### DATA EXCERPTS:
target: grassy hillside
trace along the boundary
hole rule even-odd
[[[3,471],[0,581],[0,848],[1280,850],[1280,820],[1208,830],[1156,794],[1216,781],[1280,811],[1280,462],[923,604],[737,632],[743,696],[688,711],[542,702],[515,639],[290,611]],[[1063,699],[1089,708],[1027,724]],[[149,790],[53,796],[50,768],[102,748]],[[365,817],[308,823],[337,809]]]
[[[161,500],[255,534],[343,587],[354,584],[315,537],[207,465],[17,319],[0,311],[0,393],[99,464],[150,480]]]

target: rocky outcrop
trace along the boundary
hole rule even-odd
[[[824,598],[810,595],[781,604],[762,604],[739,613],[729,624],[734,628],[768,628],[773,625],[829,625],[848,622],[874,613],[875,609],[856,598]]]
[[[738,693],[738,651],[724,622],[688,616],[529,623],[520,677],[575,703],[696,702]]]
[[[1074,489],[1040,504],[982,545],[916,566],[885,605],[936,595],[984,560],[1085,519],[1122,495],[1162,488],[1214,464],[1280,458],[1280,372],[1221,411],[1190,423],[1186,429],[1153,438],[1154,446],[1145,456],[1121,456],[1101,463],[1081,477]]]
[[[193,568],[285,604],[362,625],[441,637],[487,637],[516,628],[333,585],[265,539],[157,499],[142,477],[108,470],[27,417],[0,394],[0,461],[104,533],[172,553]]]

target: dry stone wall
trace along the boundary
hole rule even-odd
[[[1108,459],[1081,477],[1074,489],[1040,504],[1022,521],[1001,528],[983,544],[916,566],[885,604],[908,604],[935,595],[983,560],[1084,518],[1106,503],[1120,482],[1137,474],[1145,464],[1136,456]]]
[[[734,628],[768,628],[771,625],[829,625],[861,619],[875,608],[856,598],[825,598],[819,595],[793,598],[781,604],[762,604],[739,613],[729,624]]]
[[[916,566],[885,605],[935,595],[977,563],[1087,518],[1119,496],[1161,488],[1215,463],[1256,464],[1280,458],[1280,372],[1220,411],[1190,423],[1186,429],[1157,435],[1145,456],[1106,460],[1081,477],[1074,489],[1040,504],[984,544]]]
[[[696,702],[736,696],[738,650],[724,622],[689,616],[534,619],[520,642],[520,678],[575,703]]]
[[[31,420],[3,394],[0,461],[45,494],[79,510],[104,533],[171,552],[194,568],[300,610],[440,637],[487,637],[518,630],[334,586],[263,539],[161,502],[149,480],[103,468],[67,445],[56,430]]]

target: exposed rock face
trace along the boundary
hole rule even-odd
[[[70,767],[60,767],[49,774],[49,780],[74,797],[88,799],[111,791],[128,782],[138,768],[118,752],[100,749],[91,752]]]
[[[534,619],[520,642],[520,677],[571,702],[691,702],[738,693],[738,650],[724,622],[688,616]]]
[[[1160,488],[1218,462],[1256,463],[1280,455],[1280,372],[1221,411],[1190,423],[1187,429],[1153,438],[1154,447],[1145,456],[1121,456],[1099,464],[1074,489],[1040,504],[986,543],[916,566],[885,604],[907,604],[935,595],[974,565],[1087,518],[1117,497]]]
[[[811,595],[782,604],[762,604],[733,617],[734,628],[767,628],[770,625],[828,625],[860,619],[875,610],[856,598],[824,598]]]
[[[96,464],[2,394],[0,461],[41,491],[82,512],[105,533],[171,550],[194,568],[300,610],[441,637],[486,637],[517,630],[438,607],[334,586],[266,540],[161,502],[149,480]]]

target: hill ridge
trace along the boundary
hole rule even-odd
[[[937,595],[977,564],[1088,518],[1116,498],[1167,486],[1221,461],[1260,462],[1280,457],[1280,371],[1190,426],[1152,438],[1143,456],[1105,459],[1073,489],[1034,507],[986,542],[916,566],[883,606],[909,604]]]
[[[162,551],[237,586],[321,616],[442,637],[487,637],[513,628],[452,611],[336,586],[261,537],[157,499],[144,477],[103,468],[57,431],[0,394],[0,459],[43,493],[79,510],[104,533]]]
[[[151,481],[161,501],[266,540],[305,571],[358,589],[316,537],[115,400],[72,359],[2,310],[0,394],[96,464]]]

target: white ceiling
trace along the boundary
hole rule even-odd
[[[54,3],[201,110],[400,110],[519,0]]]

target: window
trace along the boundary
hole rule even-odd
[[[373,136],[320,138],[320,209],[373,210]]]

### WORK REQUEST:
Whenever a line in the material contains the word "target", copy that line.

### RESPONSE FOR THIS EXERCISE:
target: grassy hillside
target: rocky outcrop
target: dry stone wall
target: exposed rock face
target: hill ridge
target: white ceiling
target: window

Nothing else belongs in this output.